Annotated coordinate records
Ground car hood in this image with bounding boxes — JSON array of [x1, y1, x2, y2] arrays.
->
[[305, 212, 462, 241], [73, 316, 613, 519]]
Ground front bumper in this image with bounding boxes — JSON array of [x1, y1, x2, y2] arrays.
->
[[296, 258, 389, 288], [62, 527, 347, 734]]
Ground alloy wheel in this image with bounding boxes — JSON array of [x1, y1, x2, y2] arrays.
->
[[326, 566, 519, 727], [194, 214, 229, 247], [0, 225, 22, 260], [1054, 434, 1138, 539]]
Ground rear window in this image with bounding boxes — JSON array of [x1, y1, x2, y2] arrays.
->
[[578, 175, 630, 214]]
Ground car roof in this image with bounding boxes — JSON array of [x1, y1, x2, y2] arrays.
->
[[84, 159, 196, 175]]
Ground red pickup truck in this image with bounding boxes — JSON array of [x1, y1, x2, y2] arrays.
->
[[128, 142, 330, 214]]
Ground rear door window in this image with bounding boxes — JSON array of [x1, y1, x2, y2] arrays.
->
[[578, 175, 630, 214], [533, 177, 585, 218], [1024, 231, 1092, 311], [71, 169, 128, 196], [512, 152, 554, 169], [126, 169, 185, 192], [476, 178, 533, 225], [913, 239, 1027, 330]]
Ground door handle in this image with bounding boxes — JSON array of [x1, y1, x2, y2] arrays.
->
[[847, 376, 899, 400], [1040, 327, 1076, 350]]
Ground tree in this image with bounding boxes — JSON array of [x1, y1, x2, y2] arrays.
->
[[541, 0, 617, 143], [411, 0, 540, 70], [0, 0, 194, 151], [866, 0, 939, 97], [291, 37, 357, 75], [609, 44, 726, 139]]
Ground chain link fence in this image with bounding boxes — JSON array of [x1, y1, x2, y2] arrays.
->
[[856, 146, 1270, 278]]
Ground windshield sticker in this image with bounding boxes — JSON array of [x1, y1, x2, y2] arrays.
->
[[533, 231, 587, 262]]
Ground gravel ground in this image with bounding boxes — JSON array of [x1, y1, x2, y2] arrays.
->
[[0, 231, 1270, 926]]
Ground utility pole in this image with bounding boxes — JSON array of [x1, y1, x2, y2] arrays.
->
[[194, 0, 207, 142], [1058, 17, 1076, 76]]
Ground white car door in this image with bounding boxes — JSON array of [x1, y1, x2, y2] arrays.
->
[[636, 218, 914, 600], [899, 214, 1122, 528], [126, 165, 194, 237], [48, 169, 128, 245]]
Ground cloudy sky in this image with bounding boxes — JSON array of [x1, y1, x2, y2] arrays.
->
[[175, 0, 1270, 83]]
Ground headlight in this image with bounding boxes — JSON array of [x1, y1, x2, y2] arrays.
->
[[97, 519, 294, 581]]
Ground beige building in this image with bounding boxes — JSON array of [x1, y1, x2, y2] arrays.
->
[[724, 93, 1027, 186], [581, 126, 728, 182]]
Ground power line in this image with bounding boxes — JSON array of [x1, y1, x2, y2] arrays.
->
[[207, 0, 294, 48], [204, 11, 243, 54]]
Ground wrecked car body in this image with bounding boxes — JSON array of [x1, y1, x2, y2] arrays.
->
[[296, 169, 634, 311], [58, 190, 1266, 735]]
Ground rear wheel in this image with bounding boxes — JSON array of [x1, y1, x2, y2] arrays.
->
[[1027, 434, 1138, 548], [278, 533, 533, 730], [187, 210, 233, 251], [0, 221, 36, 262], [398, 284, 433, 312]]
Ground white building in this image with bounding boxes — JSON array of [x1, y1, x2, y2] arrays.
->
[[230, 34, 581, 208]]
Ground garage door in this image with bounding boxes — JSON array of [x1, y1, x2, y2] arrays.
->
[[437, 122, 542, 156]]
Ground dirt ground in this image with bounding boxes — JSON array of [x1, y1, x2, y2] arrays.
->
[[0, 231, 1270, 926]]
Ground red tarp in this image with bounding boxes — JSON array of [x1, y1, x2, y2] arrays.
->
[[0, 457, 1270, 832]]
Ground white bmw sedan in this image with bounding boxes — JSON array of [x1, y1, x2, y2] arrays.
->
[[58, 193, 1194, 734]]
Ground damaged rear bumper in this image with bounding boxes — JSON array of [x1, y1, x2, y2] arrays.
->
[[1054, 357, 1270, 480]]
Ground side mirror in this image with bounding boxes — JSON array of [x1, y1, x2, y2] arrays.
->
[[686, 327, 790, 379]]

▶ [Required task]: Rewrite every line from the one containing "Ground windshield sticker" through the one containing "[[230, 34, 581, 208]]", inclusive, in full. Raise each bounding-box coordinate value by 37 and keep all other text unchanged.

▶ [Correct output]:
Ground windshield sticker in this image with bounding boxes — JSON array of [x1, y1, x2, y2] arrays.
->
[[570, 268, 624, 299]]
Ground gravel ground in this image with bounding boxes — JSON array of [x1, y1, x2, y2] arrays.
->
[[37, 268, 1307, 963]]
Ground utility pole in this image with bounding boxes — JSON array of [x1, y1, x2, y2] arrays.
->
[[231, 37, 244, 179], [1095, 54, 1113, 113]]
Ground white car door in this image with bounding boxes — JSON array of [x1, y1, x2, y2] arrays.
->
[[673, 255, 951, 637], [936, 251, 1159, 565], [163, 202, 231, 274], [85, 206, 165, 282]]
Ground cloudy sky in this image with bounding boxes — JSON array of [x1, y1, x2, y2] arrays.
->
[[212, 37, 1307, 120]]
Ground headlight in this image with bounding boxes — JSON array of [x1, y1, x2, y2] arrays.
->
[[134, 556, 331, 618]]
Ground beige building in this image with bounding boxes — JSON array of [x1, y1, x2, y2] arrays.
->
[[761, 130, 1064, 223], [618, 163, 765, 219]]
Ground power line in this image with bounding boxes — JSON array of [x1, y1, x2, y2] arrays.
->
[[244, 37, 331, 85], [241, 48, 280, 91]]
Ground wrecked car body in this image with bounding boxes — JSON array of [x1, y1, x2, y2] arrays.
->
[[333, 206, 671, 348], [95, 227, 1303, 772]]
Ground rear wheel in this image with bounding boxes — JSON array of [x1, y1, x2, y2] arrays.
->
[[1064, 471, 1175, 585], [315, 570, 570, 767], [224, 247, 270, 288], [37, 258, 73, 299], [435, 321, 470, 349]]
Ground white building in this image with bounding boxes — JSON array of [x1, y1, x2, y2] arrays.
->
[[267, 71, 618, 245]]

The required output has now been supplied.